Sorry for the slow response. I am not sure what happened to this patch.
Ted, do you know what we need to do to get this patch to the
stable release?

Jiaying

>>
>> We've a data corruption bug in current longterm stable kernel
>> series which is known and has a fix and tagged for -stable for
>> over half a year already...
>  Greg, any idea why this patch was not included?
>
>                                                        Honza
>
>> On 28.02.2012 15:42, Michael Tokarev wrote:
>> > Is there something wrong with my question?  I asked it 1.5 months ago...
>> >
>> > Meanwhile, we're using this patch on our database server since
>> > Aug-2011, and it appears to work correctly - direct and buffered
>> > I/O works together without surprizes.  Without this patch, I see
>> > unexpected results.
>> >
>> > Thanks,
>> >
>> > /mjt
>> >
>> > On 01.12.2011 00:38, Michael Tokarev wrote:
>> >> Hello.

SOURCE DATA:

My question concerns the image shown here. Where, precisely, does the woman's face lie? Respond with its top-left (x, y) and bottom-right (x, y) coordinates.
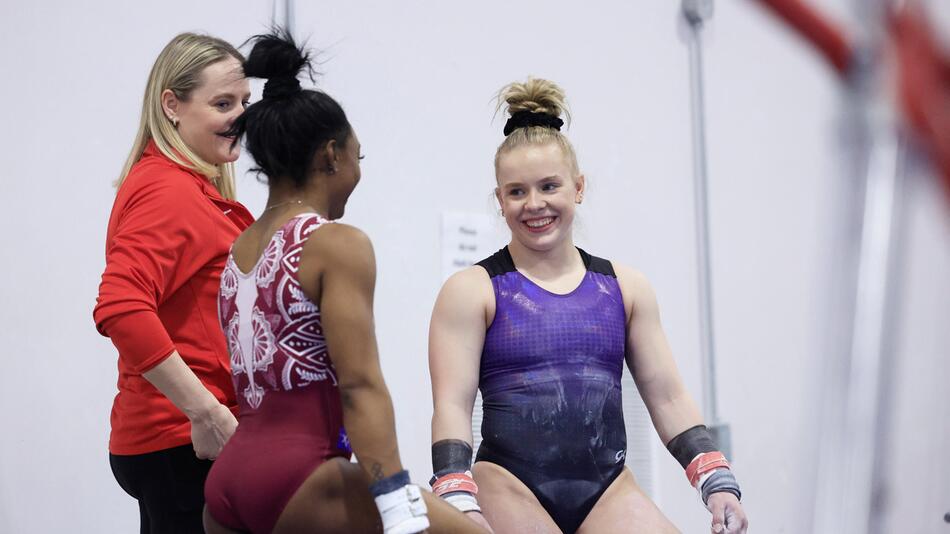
top-left (162, 57), bottom-right (251, 165)
top-left (495, 143), bottom-right (584, 251)
top-left (329, 130), bottom-right (363, 219)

EXERCISE TASKS:
**A)** Answer these questions from the patch thread:
(i) How long has the data corruption fix been tagged for -stable?
(ii) Since when has the patch been in use on the database server?
(iii) Whom does Jiaying ask about getting the patch to the stable release?
**B)** Please print everything in the patch thread from "Sorry for the" down to "was not included?".
The listing is separate material and has nothing to do with the patch thread.

ANSWERS TO EACH TASK:
**A)**
(i) Over half a year.
(ii) Since Aug-2011.
(iii) Ted.

**B)**
Sorry for the slow response. I am not sure what happened to this patch.
Ted, do you know what we need to do to get this patch to the
stable release?

Jiaying

>>
>> We've a data corruption bug in current longterm stable kernel
>> series which is known and has a fix and tagged for -stable for
>> over half a year already...
>  Greg, any idea why this patch was not included?